-- START OF Text block --
Hi,

    I'm running Pig 0.10.0 in local mode on some small text files. There is
no intention to run it on Hadoop at all. We have a job that runs every 5
minutes and about 3% of the time, the job fails with the error below. It
happens at random places within the Pig Script.

 

2012-10-19 14:15:37,719 [Thread-15] WARN
org.apache.hadoop.mapred.LocalJobRunner - job_local_0004 
java.lang.NullPointerException 
        at
org.apache.pig.backend.hadoop.executionengine.physicalLayer.PhysicalOperator
.processInput(PhysicalOperator.java:286) 
        at
org.apache.pig.backend.hadoop.executionengine.physicalLayer.expressionOperat
ors.POProject.getNext(POProject.java:158) 
        at
org.apache.pig.backend.hadoop.executionengine.physicalLayer.expressionOperat
ors.POProject.getNext(POProject.java:360) 
        at
org.apache.pig.backend.hadoop.executionengine.physicalLayer.PhysicalOperator
.getNext(PhysicalOperator.java:330) 
        at
org.apache.pig.backend.hadoop.executionengine.physicalLayer.relationalOperat
ors.POForEach.processPlan(POForEach.java:332) 
        at
org.apache.pig.backend.hadoop.executionengine.physicalLayer.relationalOperat
ors.POForEach.getNext(POForEach.java:284) 
        at
org.apache.pig.backend.hadoop.executionengine.physicalLayer.PhysicalOperator
.processInput(PhysicalOperator.java:290) 
        at
org.apache.pig.backend.hadoop.executionengine.physicalLayer.relationalOperat
ors.POFilter.getNext(POFilter.java:95) 
        at
org.apache.pig.backend.hadoop.executionengine.physicalLayer.PhysicalOperator
.processInput(PhysicalOperator.java:290) 
        at
org.apache.pig.backend.hadoop.executionengine.physicalLayer.relationalOperat
ors.POForEach.getNext(POForEach.java:233) 
        at
org.apache.pig.backend.hadoop.executionengine.physicalLayer.PhysicalOperator
.processInput(PhysicalOperator.java:290) 
        at
org.apache.pig.backend.hadoop.executionengine.physicalLayer.relationalOperat
ors.POLocalRearrange.getNext(POLocalRearrange.java:256)
-- END OF Text block --
-- START OF Data extract --
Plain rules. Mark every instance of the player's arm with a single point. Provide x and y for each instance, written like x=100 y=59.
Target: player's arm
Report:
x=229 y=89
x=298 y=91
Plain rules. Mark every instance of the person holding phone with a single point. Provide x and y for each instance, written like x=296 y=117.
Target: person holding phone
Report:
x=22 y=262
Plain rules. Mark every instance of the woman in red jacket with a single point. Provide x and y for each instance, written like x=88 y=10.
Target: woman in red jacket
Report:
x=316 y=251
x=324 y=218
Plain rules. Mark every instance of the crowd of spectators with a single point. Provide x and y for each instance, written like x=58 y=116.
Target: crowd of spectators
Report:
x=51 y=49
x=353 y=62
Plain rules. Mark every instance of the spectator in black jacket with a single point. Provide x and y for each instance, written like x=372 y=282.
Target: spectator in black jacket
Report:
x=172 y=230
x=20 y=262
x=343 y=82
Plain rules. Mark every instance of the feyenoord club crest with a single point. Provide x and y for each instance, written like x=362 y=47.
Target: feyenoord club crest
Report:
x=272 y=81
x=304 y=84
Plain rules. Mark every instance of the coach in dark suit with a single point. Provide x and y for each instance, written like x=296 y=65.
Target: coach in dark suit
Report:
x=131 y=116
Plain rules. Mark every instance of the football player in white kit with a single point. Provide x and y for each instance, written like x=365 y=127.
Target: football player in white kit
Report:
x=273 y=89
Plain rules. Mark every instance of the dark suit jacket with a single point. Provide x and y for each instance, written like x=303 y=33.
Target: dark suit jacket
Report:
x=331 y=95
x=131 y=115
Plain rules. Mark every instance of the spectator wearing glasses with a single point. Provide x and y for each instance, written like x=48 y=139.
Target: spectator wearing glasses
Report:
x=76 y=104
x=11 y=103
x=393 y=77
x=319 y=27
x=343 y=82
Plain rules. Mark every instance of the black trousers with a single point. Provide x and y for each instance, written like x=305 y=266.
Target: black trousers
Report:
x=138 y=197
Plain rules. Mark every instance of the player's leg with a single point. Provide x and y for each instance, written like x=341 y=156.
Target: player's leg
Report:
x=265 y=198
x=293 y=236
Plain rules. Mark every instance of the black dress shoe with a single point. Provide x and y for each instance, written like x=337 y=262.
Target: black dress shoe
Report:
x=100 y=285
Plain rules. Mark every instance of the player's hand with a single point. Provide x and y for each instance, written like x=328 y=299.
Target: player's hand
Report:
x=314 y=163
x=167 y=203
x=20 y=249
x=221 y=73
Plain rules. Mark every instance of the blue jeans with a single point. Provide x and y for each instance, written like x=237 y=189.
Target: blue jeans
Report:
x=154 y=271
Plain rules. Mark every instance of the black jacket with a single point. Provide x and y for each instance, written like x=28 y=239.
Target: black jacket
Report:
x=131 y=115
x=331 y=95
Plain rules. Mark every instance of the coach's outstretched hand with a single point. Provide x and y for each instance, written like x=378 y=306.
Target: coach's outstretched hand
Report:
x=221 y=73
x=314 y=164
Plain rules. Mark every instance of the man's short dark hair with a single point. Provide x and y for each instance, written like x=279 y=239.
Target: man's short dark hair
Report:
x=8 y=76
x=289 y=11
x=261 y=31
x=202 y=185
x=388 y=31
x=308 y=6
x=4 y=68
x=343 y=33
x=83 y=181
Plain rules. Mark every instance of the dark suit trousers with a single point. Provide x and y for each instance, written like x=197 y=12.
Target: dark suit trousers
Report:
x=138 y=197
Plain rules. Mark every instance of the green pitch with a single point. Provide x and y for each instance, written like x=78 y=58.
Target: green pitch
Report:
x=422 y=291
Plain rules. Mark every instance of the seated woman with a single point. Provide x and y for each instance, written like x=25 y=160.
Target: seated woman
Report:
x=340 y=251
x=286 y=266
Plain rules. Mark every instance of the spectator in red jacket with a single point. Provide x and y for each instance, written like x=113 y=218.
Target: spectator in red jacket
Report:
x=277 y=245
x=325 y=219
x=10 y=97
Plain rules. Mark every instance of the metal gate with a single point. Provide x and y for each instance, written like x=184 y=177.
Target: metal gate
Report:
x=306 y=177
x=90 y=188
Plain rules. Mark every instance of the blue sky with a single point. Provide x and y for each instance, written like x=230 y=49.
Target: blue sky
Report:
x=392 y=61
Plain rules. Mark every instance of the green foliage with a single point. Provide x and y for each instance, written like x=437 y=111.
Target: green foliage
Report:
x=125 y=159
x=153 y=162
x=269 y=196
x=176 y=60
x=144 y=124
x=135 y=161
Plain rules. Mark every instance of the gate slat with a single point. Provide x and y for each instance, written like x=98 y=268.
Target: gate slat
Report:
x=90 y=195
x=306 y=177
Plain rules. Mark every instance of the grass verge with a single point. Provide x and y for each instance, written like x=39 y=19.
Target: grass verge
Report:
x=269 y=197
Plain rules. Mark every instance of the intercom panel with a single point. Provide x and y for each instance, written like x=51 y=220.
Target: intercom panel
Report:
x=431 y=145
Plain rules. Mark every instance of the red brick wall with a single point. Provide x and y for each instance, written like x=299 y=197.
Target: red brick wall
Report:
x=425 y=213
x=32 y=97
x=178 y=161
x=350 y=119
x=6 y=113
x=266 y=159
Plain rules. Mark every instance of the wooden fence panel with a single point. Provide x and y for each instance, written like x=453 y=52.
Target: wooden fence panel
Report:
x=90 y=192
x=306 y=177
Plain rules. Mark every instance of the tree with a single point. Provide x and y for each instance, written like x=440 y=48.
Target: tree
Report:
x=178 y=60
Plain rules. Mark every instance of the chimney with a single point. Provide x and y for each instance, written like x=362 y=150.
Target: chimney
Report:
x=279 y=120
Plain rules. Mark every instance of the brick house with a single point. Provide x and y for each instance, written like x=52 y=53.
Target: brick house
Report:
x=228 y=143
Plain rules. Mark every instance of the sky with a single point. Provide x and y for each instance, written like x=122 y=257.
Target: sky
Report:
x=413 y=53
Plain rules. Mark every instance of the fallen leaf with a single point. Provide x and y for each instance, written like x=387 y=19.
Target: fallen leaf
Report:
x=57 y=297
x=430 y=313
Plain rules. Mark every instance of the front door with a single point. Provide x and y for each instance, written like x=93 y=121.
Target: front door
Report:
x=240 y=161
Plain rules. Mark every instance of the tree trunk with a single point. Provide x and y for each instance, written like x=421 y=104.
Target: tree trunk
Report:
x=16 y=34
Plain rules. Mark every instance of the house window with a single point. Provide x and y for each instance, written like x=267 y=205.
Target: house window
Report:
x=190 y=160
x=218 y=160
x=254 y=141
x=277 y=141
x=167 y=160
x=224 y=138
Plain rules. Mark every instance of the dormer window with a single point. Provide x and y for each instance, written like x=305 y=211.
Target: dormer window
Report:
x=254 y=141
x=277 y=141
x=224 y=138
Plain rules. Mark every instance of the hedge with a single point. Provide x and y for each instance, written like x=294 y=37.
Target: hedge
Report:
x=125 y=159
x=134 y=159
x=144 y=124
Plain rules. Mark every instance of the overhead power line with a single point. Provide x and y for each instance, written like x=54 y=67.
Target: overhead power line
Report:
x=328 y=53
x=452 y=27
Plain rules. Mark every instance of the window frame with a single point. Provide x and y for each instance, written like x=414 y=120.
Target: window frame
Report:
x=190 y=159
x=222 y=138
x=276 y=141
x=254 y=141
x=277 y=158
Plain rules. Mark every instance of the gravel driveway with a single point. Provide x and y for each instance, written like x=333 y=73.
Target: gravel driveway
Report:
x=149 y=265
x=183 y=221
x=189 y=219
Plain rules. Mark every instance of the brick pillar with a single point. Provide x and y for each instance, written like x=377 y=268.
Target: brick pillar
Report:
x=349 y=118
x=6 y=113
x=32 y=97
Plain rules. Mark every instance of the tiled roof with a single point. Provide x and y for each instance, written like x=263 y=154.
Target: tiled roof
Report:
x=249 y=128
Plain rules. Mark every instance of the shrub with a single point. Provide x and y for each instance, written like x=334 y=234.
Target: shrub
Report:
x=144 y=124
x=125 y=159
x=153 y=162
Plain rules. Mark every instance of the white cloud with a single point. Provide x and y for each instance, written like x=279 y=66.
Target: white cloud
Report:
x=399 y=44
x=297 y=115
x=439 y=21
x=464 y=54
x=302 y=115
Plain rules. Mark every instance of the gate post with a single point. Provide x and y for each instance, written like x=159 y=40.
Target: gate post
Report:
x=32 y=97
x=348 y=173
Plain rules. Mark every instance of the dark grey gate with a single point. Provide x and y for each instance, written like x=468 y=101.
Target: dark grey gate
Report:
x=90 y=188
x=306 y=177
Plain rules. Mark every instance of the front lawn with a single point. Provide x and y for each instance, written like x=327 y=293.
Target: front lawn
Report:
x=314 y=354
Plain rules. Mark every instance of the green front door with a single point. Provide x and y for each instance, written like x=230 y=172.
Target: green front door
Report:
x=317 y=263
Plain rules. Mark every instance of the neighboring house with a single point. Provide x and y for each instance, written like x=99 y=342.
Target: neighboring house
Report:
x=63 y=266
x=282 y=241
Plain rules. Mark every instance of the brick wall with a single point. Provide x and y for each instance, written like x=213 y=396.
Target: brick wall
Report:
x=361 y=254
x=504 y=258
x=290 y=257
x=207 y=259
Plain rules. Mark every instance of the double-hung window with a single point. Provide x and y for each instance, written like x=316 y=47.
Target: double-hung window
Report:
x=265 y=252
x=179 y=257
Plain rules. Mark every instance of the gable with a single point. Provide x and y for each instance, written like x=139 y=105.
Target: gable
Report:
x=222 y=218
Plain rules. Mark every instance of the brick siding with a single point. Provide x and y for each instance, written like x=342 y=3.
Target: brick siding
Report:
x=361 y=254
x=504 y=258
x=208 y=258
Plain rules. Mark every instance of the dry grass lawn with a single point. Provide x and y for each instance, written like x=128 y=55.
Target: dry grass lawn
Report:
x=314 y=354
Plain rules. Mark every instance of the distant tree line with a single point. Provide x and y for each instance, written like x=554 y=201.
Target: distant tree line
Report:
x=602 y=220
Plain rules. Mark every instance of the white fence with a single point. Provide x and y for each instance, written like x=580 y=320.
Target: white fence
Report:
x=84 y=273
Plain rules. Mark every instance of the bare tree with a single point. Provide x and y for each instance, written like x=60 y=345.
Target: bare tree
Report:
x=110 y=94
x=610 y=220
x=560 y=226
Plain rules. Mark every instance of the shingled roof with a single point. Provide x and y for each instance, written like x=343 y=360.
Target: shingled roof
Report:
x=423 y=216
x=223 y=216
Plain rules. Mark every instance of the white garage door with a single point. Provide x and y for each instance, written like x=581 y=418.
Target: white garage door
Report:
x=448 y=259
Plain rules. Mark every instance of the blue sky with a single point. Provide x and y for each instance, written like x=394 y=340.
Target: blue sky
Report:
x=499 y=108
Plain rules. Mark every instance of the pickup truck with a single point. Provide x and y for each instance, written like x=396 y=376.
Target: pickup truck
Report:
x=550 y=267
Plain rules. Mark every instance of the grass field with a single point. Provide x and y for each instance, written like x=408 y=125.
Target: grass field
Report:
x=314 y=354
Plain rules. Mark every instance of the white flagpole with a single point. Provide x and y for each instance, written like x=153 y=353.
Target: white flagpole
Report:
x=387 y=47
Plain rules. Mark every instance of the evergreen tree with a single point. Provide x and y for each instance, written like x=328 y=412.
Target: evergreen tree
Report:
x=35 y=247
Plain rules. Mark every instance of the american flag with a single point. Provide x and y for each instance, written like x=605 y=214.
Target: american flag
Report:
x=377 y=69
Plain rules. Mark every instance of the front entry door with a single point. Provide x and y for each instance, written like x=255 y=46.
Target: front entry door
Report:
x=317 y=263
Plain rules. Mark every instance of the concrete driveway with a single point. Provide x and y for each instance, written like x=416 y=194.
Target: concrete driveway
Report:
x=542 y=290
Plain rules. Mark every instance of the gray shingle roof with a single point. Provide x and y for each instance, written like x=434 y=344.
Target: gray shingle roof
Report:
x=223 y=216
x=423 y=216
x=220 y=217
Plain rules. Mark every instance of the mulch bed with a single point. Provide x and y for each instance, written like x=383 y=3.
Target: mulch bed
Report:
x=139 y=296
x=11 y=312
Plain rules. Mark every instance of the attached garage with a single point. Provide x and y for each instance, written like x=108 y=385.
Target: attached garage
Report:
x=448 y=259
-- END OF Data extract --
_Work instructions_
a) In the post about the Pig job error, condense the paragraph beginning "I'm running Pig 0.10.0 in local mode" into a short bulleted list that keeps its main facts.
b) From the post about the Pig job error, transcribe everything from "2012-10-19 14:15:37,719 [Thread-15]" down to "ors.POProject.getNext(POProject.java:158)".
c) Carry the post about the Pig job error forward from the point where it stops.

_Exercise results_
a)
- Pig 0.10.0 runs in local mode on small text files, with no plan to use Hadoop.
- A job runs every 5 minutes.
- About 3% of the time, the job fails with an error.
- The failure happens at random places within the Pig Script.

b)
2012-10-19 14:15:37,719 [Thread-15] WARN
org.apache.hadoop.mapred.LocalJobRunner - job_local_0004 
java.lang.NullPointerException 
        at
org.apache.pig.backend.hadoop.executionengine.physicalLayer.PhysicalOperator
.processInput(PhysicalOperator.java:286) 
        at
org.apache.pig.backend.hadoop.executionengine.physicalLayer.expressionOperat
ors.POProject.getNext(POProject.java:158)

c)
        at
org.apache.pig.backend.hadoop.executionengine.physicalLayer.relationalOperat
ors.POUnion.getNext(POUnion.java:165) 
        at
org.apache.pig.backend.hadoop.executionengine.mapReduceLayer.PigGenericMapBa
se.runPipeline(PigGenericMapBase.java:271) 
        at
org.apache.pig.backend.hadoop.executionengine.mapReduceLayer.PigGenericMapBa
se.map(PigGenericMapBase.java:266) 
        at
org.apache.pig.backend.hadoop.executionengine.mapReduceLayer.PigGenericMapBa
se.map(PigGenericMapBase.java:64) 
        at org.apache.hadoop.mapreduce.Mapper.run(Mapper.java:144) 
        at org.apache.hadoop.mapred.MapTask.runNewMapper(MapTask.java:764) 
        at org.apache.hadoop.mapred.MapTask.run(MapTask.java:370) 
        at
org.apache.hadoop.mapred.LocalJobRunner$Job.run(LocalJobRunner.java:212)

 

In the Pig Log, I get

 

ERROR 2244: Job failed, hadoop does not return any error message 

org.apache.pig.backend.executionengine.ExecException: ERROR 2244: Job
failed, hadoop does not return any error message 
        at
org.apache.pig.tools.grunt.GruntParser.executeBatch(GruntParser.java:140) 
        at
org.apache.pig.tools.grunt.GruntParser.parseStopOnError(GruntParser.java:193
)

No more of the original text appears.